## Study text
══════

    As well as efforts to reduce social inequalities, the Carter Center has also been at the centre of initiatives to improve global health, tackling diseases, such as river blindness and malaria.

    Eradicating Guinea worm disease

    ©Carter Center

    It has also spearheaded an international effort to eradicate Guinea worm disease, which is caught by consuming water contaminated with the Guinea worm larvae.

    In 2019, the number of people infected was just 54 cases down from 3.5 million people back in 1986, putting it on the verge of total elimination. It would be just the second disease in human history to have been completely eradicated after smallpox.

    The second Positive Energy Prize went to the International Paralympic Committee (IPC), which has inspired people around the world, proving that even seemingly insurmountable challenges can be overcome.

    The Paralympic movement believes in using its global position and influence to challenge the stigma attached to disability, empower social transformation and to make a more inclusive society for all.

    The importance of Tokyo 2021

    ©International Paralympic Committee

     “ At a time of crisis, the world needs inclusion, not exclusion.”

    IPC President Andrew Parsons

    It’s been a tough year for the movement, with the hopes and dreams of many Paralympians put on hold due to the postponement of the Tokyo Olympics this year because of the Covid-19 pandemic.

    However, true to its positive spirit, the organisation isn’t looking back and is fully focused on holding the games in August next year.

    “The world needs the Games next summer and, for the world’s one billion persons with disabilities, next year’s Paralympics have never been more important or more urgently required,” said Parsons at a recent press conference. “At a time of crisis, the world needs inclusion, not exclusion.”

    The third annual award in the Positive Energy category went to the Pratham Education Foundation. Since its inception in 1995, the foundation has shown unwavering determination in tackling illiteracy among India’s poorest children.
══════
## Dataset content
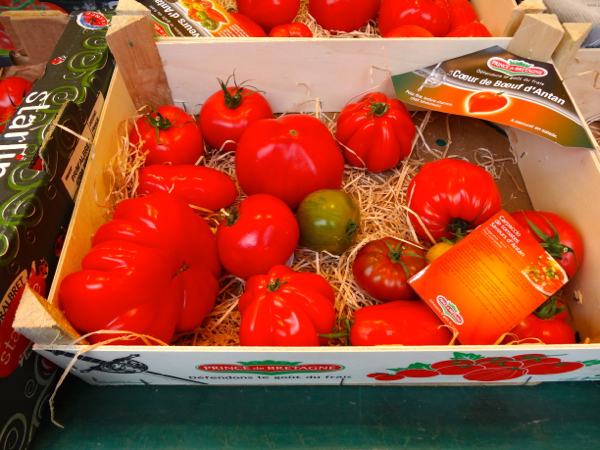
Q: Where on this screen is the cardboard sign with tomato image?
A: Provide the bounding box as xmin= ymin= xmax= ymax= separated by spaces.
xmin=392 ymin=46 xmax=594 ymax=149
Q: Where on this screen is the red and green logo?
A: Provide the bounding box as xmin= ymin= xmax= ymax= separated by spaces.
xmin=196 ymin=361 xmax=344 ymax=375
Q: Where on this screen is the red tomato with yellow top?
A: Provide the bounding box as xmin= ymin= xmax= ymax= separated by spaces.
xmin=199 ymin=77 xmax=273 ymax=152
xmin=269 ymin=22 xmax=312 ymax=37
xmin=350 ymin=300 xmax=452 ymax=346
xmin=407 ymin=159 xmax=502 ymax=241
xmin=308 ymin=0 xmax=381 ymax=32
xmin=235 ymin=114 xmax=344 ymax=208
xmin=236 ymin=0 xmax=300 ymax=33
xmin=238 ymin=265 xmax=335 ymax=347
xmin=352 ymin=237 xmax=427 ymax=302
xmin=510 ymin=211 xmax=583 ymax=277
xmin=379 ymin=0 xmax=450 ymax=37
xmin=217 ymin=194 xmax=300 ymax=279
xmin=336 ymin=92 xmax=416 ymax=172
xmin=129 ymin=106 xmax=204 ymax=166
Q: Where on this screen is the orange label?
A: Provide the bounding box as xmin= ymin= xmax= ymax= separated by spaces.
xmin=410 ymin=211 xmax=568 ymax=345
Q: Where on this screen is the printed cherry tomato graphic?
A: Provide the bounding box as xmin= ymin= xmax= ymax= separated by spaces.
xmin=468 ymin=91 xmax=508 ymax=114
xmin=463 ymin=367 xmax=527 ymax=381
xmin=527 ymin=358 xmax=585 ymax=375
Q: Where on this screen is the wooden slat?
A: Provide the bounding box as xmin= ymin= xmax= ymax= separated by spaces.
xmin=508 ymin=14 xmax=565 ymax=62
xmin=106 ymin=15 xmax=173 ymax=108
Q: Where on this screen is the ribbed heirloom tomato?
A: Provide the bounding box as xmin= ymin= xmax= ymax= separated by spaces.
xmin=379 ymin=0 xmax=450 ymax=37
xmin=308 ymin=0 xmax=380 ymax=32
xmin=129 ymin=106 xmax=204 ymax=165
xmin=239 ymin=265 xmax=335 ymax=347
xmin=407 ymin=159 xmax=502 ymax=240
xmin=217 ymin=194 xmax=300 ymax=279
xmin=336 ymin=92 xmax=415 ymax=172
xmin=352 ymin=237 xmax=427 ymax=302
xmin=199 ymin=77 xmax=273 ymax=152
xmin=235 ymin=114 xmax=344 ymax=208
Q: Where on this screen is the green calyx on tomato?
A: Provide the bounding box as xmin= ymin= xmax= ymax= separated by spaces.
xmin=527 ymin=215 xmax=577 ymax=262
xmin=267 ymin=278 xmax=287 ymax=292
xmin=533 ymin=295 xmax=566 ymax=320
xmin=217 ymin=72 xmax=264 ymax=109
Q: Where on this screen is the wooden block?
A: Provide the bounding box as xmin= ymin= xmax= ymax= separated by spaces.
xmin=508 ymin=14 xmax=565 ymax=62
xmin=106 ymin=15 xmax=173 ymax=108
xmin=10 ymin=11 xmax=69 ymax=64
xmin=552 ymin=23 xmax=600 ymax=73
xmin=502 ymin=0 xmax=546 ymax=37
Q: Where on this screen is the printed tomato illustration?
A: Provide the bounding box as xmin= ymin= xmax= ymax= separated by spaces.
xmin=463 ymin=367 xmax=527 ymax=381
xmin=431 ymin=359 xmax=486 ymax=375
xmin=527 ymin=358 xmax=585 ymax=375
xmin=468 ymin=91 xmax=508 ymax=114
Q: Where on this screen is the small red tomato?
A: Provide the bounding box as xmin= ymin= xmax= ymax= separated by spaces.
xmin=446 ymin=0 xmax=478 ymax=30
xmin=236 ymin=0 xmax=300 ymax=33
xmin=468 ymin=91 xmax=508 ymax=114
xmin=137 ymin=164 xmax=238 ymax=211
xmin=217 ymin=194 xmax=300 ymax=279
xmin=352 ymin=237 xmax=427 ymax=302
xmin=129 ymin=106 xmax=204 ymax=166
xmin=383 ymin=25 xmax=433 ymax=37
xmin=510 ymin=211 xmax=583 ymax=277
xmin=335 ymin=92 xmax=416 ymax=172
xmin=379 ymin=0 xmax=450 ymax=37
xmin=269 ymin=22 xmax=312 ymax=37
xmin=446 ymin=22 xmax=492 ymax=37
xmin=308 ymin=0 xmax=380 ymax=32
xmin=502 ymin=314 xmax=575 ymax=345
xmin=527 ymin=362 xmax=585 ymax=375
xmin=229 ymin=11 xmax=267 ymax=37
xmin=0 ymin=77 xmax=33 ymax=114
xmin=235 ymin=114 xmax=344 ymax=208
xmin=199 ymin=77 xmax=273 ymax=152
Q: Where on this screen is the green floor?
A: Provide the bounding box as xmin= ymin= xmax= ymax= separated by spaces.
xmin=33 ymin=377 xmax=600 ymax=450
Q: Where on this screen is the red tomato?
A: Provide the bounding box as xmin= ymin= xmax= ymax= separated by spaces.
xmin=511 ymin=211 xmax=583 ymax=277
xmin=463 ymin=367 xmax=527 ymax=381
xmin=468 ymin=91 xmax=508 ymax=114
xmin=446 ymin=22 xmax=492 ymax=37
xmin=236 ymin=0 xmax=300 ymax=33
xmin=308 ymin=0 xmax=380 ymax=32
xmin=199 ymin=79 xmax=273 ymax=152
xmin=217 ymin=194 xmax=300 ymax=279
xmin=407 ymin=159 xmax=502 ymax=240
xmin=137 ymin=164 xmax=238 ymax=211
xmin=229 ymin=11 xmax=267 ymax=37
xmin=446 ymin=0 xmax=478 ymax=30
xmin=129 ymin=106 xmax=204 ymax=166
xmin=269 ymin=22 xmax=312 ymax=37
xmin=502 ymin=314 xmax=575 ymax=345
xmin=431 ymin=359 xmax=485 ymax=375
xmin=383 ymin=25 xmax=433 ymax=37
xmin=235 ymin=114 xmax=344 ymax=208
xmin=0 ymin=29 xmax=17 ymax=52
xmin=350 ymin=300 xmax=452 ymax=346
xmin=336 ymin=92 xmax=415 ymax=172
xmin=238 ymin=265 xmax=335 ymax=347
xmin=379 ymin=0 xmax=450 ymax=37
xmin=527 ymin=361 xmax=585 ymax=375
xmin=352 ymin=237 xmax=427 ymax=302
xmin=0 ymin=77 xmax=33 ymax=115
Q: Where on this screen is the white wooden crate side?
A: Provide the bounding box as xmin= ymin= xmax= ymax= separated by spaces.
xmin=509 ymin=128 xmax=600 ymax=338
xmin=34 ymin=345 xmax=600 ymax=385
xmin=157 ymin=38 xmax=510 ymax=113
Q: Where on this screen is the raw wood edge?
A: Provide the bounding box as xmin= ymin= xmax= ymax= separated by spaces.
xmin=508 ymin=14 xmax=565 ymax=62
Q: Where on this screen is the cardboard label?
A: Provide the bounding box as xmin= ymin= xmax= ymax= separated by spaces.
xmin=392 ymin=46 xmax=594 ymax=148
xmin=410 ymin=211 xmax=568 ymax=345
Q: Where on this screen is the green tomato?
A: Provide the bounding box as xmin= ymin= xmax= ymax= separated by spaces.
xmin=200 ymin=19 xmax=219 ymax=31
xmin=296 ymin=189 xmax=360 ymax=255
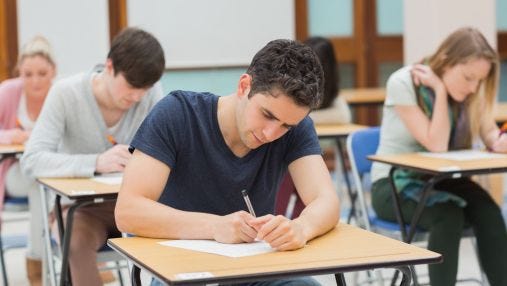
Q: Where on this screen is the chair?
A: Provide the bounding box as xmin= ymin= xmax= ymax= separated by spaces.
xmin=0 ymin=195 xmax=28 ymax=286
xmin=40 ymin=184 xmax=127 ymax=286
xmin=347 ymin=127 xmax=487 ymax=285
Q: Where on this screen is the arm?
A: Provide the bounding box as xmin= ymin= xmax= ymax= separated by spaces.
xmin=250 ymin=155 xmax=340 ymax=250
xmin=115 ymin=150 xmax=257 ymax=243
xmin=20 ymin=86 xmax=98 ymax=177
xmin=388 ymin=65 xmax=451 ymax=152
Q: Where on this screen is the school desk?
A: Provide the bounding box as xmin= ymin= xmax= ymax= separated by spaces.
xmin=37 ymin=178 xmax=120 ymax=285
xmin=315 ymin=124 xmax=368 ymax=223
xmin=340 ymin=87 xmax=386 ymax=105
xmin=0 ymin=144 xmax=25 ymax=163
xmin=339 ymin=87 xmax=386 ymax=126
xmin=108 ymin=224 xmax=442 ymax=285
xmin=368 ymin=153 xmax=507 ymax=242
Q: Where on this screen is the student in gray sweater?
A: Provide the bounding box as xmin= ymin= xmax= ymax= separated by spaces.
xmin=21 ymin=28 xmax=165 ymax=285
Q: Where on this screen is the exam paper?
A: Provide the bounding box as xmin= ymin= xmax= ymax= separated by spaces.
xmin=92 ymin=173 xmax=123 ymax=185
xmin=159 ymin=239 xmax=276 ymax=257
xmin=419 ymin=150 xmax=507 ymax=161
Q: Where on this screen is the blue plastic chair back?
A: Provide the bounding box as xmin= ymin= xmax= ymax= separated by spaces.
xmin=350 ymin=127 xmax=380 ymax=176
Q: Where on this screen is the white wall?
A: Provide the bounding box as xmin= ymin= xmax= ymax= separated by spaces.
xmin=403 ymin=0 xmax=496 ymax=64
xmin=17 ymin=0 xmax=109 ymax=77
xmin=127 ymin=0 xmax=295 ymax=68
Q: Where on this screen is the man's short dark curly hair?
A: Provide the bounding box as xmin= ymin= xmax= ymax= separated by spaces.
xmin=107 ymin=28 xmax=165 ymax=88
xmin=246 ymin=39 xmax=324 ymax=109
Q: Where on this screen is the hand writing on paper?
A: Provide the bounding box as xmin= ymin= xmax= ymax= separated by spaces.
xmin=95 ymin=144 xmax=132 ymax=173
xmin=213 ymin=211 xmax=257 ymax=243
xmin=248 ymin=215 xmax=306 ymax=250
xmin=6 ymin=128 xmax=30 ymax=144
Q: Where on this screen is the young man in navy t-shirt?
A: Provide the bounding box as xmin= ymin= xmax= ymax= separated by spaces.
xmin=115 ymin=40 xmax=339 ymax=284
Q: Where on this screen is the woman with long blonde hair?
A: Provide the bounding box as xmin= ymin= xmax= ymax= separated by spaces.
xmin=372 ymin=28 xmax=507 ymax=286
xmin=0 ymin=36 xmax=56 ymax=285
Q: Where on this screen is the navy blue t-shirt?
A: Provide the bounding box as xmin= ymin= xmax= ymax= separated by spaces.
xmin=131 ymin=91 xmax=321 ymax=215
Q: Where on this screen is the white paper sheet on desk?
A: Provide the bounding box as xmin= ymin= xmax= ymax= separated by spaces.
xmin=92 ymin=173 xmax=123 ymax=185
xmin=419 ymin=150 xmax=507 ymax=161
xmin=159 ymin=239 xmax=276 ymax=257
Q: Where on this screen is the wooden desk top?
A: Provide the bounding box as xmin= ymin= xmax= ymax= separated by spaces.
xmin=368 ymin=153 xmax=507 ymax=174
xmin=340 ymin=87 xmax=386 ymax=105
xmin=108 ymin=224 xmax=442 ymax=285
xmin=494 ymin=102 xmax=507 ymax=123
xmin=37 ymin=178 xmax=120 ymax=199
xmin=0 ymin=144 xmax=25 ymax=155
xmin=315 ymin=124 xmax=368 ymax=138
══════
## Task item A
In the Positive Energy Prize text, how many people were infected with Guinea worm disease in 2019?
## Task item B
Using the Positive Energy Prize text, explain why it has been a tough year for the Paralympic movement.
## Task item C
Quote the Positive Energy Prize text from "Eradicating Guinea worm" to "eradicated after smallpox.".

## Task solution A
54 cases.

## Task solution B
The Covid-19 pandemic caused the Tokyo Olympics to be postponed. That put the hopes and dreams of many Paralympians on hold.

## Task solution C
Eradicating Guinea worm disease

    ©Carter Center

    It has also spearheaded an international effort to eradicate Guinea worm disease, which is caught by consuming water contaminated with the Guinea worm larvae.

    In 2019, the number of people infected was just 54 cases down from 3.5 million people back in 1986, putting it on the verge of total elimination. It would be just the second disease in human history to have been completely eradicated after smallpox.